» Exercise task
Please update the material from its start through the line containing "[(190, 128)]", inclusive, replacing each "keypoint" with "marker" and keeping everything else the same.

» Data extract
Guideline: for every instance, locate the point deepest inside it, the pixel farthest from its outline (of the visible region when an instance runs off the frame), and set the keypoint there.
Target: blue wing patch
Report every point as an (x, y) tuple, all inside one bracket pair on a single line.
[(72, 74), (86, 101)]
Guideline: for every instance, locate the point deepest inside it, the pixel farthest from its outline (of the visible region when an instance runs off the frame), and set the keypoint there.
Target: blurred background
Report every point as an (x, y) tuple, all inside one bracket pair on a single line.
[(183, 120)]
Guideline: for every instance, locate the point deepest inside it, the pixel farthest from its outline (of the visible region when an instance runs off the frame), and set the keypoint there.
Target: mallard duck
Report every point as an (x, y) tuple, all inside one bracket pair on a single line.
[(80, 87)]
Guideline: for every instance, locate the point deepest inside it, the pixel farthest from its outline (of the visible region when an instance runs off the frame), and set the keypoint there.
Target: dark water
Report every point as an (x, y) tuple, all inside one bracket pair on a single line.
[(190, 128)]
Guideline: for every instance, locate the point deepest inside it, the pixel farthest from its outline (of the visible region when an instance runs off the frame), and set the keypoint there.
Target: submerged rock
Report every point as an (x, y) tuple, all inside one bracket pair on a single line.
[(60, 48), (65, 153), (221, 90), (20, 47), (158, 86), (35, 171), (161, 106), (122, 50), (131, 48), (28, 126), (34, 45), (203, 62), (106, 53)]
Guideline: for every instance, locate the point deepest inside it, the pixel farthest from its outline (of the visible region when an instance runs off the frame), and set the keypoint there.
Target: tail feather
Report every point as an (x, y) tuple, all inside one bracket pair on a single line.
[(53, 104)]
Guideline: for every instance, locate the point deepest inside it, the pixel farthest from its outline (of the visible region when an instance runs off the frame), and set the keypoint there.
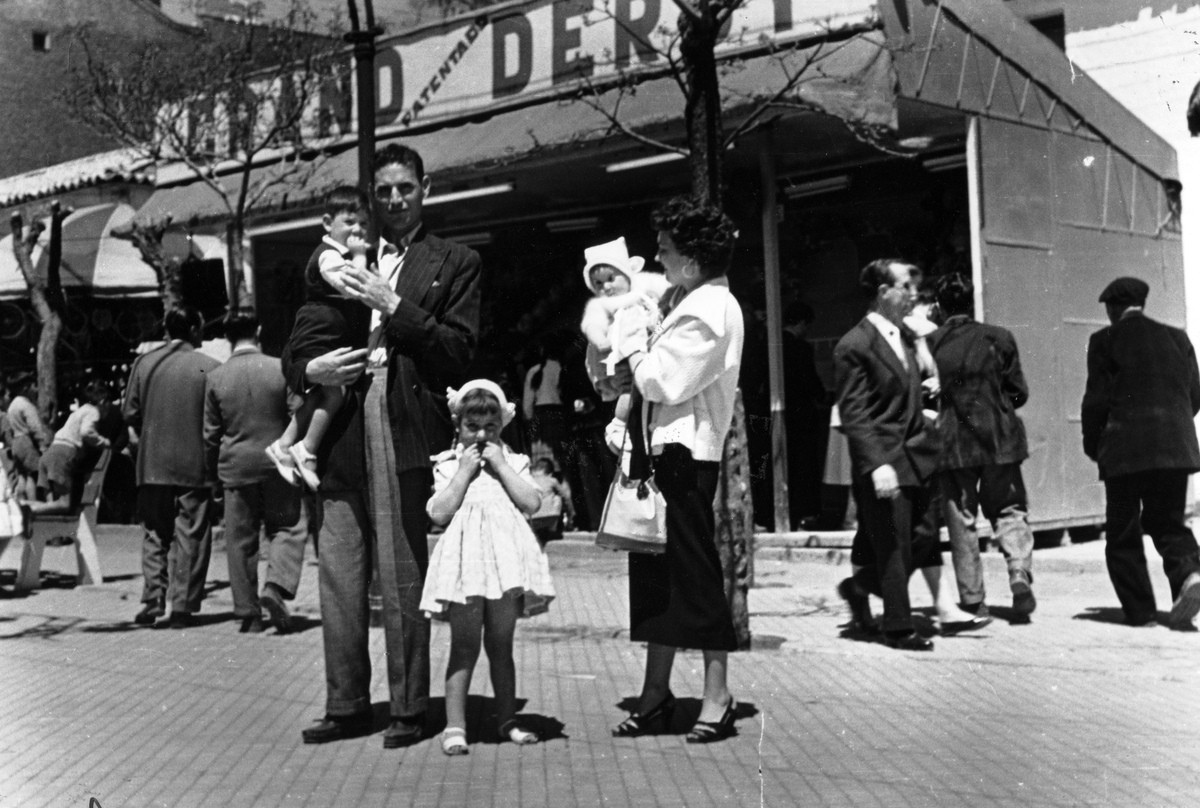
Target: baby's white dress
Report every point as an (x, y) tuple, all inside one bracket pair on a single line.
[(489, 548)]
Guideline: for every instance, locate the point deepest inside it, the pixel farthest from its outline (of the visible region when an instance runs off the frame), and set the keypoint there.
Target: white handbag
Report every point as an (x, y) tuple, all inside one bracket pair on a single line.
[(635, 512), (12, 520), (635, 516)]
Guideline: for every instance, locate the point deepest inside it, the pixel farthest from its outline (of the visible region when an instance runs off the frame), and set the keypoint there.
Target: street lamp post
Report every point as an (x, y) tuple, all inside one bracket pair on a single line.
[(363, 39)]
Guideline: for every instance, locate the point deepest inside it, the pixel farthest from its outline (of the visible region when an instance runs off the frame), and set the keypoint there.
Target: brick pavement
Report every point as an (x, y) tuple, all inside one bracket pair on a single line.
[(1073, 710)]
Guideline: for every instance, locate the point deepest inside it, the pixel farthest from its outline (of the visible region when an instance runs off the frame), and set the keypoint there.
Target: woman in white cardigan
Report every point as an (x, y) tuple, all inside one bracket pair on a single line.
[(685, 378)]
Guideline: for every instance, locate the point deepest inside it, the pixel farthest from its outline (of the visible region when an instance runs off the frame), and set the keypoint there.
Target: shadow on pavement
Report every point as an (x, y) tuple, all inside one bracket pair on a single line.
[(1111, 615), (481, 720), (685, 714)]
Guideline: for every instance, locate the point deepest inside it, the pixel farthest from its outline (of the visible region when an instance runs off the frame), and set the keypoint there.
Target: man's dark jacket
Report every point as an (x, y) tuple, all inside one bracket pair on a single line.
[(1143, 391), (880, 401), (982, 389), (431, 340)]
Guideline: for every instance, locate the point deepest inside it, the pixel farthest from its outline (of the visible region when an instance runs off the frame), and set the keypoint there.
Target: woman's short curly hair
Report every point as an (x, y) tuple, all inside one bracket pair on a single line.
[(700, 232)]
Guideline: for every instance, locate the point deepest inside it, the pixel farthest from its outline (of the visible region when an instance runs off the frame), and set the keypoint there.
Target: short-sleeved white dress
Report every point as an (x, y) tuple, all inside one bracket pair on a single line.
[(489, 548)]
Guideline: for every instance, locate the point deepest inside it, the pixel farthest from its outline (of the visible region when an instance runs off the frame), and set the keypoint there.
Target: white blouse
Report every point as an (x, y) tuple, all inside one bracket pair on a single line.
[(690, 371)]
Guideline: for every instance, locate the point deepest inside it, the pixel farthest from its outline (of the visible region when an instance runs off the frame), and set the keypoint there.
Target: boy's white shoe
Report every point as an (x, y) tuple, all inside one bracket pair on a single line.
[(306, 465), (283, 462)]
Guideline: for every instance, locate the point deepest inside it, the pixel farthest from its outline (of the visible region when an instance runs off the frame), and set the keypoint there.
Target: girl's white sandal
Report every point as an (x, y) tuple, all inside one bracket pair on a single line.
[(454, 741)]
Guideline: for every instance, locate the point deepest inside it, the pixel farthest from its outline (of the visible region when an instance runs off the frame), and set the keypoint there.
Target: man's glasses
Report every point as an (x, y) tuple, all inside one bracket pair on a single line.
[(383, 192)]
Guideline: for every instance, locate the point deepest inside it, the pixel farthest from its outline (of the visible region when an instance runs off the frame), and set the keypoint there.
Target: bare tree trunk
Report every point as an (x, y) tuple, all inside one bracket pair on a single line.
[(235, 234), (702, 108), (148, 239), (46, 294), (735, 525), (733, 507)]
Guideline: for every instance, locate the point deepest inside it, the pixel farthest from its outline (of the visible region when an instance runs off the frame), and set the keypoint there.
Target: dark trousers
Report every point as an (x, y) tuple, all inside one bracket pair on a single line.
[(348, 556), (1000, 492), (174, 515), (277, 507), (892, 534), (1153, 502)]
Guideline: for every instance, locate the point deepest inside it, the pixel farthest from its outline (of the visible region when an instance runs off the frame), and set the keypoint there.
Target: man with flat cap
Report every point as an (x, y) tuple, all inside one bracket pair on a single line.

» Full output
Guideline: for every instance, locate the point deepest inside it, the pixel farthest from its outline (of the visible region when an instance runs off the frame), and set the marker there.
Target: blue wing patch
Report every point as an (x, y) tuple, all inside one bracket pair on a single line.
[(72, 74), (86, 101)]
Guideline: for every instance, locate the point deepest inside it, the pixel farthest from its outline (of the visible region when an instance runs off the frame), and set the marker there.
Target: blurred background
Report every point as an (x, y) tuple, all inside one bracket pair on a single line.
[(183, 120)]
Guideline: for every instance, locate the point deepest inside it, the pixel farthest from its outline (of the visible region when an instance runs off the frame), and set the marker there.
Target: mallard duck
Report every point as an (x, y) tuple, all inside one bracket pair on a single line.
[(80, 87)]
Guideline: for every instance, locate the point deepest inside it, the pixel farthest from its outline (of the visible region when an instance runs off the frame), and set the marker there.
Target: dark water
Report every point as an (x, y) tuple, all inside one bracket pair on a single line.
[(190, 128)]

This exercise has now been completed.